- Data excerpts -

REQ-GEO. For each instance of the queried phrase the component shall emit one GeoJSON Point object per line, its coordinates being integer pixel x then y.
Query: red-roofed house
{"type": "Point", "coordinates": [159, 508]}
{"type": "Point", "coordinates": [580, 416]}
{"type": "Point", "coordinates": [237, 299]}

- Exercise goal -
Your task is to retype all of the lines above exactly.

- Solution for this exercise -
REQ-GEO. For each instance of the queried phrase the component shall emit one GeoJSON Point object per line, its coordinates being integer pixel x then y.
Query: red-roofed house
{"type": "Point", "coordinates": [159, 508]}
{"type": "Point", "coordinates": [580, 416]}
{"type": "Point", "coordinates": [237, 299]}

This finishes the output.